DIRECTIVE 1 =>
Answer these questions about the checkin notice below:
(a) On which branch was the commit made?
(b) Which two files does the notice list as modified?
(c) Besides the tail-text fix, the notice says the change fixes PI insertion when which setting is configured for a TreeBuilder?

SELECTED EXTRACT =>

[Python-checkins] bpo-37399: Correctly attach tail text to the last element/comment/pi (GH-14856)

Stefan Behnel webhook-mailer at python.org
Wed Jul 24 14:08:08 EDT 2019


https://github.com/python/cpython/commit/c6cb4cdd21c0c3a09b0617dbfaa7053d3bfa6def
commit: c6cb4cdd21c0c3a09b0617dbfaa7053d3bfa6def
branch: master
author: Stefan Behnel <stefan_ml at behnel.de>
committer: GitHub <noreply at github.com>
date: 2019-07-24T20:08:02+02:00
summary:

bpo-37399: Correctly attach tail text to the last element/comment/pi (GH-14856)

* bpo-37399: Correctly attach tail text to the last element/comment/pi, even when comments or pis are discarded.
Also fixes the insertion of PIs when "insert_pis=True" is configured for a TreeBuilder.

files:
M Lib/test/test_xml_etree.py
M Modules/_elementtree.c

diff --git a/Lib/test/test_xml_etree.py b/Lib/test/test_xml_etree.py
index 61737493a904..b2492cda848f 100644
--- a/Lib/test/test_xml_etree.py
+++ b/Lib/test/test_xml_etree.py
@@ -2954,6 +2954,66 @@ def test_treebuilder_pi(self):
         self.assertEqual(b.pi('target'), (len('target'), None))
         self.assertEqual(b.pi('pitarget', ' text '), (len('pitarget'), ' text '))

DIRECTIVE 2 => Can you format part of the Raw records as a JSON list of strings, one string per line and no blank lines? Begin at the first line of the Raw records and stop after the line that contains "15], [113, 18]]".

(Raw records)
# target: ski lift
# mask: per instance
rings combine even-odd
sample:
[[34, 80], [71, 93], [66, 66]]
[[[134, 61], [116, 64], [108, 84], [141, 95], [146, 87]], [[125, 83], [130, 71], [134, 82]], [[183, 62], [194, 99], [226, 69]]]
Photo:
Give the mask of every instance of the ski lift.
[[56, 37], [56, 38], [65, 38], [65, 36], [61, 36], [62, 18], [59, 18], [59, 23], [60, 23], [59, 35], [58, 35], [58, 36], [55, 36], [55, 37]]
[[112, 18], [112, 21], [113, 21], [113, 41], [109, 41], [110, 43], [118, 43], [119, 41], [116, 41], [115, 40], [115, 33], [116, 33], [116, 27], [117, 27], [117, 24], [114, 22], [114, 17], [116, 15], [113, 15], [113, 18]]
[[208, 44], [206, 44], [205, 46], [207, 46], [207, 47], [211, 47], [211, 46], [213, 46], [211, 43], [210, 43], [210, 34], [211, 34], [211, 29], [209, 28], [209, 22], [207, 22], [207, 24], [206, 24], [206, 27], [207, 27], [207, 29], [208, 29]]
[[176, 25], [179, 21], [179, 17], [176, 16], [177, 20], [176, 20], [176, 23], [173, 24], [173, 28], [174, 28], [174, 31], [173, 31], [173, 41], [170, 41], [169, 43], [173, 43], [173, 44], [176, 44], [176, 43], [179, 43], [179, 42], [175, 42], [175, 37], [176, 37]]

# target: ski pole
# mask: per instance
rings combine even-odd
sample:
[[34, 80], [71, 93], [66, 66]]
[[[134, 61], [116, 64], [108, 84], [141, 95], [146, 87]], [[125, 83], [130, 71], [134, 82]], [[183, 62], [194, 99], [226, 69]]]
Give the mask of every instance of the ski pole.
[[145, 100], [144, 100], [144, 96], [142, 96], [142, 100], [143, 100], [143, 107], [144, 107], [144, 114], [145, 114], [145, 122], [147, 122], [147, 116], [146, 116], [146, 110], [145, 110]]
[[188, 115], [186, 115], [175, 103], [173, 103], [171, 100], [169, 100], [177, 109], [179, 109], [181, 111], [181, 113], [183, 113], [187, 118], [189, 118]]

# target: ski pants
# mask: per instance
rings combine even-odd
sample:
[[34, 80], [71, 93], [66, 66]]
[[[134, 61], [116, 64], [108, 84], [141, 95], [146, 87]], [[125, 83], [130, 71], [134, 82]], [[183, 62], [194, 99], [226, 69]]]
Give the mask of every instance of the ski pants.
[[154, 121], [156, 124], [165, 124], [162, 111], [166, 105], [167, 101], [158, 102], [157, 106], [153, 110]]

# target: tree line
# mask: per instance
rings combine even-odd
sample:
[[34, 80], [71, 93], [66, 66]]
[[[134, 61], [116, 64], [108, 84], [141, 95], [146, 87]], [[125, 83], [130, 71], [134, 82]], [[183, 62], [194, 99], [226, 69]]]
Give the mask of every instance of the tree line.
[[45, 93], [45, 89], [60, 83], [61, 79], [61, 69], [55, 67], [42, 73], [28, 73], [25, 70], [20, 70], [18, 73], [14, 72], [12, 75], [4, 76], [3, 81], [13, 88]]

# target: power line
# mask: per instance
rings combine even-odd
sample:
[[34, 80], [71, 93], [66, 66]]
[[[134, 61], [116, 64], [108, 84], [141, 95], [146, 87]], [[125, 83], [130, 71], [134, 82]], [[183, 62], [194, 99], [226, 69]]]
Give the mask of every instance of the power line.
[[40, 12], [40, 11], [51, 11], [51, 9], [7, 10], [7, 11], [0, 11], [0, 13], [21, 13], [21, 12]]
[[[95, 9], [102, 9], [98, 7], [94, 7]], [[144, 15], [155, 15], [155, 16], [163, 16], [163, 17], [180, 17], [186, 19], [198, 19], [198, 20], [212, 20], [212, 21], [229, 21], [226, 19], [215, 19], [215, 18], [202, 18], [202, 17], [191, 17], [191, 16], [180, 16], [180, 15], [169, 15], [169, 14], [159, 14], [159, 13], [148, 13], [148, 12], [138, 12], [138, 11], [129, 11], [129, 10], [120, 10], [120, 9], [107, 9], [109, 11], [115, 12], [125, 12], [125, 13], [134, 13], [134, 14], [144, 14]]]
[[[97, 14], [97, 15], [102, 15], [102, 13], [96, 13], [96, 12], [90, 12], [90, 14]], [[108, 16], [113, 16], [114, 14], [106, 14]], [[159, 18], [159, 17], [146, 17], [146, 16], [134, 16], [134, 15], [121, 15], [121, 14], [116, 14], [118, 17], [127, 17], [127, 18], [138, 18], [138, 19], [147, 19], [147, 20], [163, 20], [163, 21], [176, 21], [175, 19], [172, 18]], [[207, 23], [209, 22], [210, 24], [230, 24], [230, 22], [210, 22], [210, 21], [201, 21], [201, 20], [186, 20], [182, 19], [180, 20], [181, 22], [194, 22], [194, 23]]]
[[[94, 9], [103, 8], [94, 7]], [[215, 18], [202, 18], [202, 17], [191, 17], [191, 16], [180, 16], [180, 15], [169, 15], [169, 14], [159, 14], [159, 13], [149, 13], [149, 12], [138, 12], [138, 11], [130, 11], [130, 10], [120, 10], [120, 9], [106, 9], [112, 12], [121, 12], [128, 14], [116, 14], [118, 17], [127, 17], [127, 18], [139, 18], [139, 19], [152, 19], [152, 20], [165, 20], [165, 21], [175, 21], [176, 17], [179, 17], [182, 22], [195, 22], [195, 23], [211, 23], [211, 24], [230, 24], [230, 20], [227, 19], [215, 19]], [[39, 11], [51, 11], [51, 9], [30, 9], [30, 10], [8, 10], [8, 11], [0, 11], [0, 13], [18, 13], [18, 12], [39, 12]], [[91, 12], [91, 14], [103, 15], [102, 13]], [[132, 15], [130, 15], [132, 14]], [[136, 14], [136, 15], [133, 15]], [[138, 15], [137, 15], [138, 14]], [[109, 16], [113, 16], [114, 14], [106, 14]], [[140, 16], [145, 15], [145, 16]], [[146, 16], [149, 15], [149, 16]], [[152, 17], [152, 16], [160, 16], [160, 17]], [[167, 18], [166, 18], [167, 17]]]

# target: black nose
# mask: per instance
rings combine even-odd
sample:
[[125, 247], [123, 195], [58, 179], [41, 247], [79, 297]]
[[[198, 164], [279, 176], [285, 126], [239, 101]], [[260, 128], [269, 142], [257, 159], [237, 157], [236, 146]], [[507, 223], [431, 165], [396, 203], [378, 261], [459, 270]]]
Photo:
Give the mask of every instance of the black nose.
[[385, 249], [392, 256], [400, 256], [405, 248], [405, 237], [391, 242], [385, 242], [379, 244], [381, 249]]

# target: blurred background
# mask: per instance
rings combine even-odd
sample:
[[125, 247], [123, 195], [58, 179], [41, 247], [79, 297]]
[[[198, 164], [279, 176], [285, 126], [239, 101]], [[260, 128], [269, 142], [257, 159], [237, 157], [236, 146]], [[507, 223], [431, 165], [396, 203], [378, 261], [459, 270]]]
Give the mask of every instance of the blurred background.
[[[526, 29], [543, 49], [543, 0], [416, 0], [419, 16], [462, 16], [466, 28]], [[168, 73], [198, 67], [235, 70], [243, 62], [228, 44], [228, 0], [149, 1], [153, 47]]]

FULL ANSWER 1 =>
(a) master
(b) Lib/test/test_xml_etree.py and Modules/_elementtree.c
(c) "insert_pis=True"

FULL ANSWER 2 =>
[
  "# target: ski lift",
  "# mask: per instance",
  "rings combine even-odd",
  "sample:",
  "[[34, 80], [71, 93], [66, 66]]",
  "[[[134, 61], [116, 64], [108, 84], [141, 95], [146, 87]], [[125, 83], [130, 71], [134, 82]], [[183, 62], [194, 99], [226, 69]]]",
  "Photo:",
  "Give the mask of every instance of the ski lift.",
  "[[56, 37], [56, 38], [65, 38], [65, 36], [61, 36], [62, 18], [59, 18], [59, 23], [60, 23], [59, 35], [58, 35], [58, 36], [55, 36], [55, 37]]",
  "[[112, 18], [112, 21], [113, 21], [113, 41], [109, 41], [110, 43], [118, 43], [119, 41], [116, 41], [115, 40], [115, 33], [116, 33], [116, 27], [117, 27], [117, 24], [114, 22], [114, 17], [116, 15], [113, 15], [113, 18]]"
]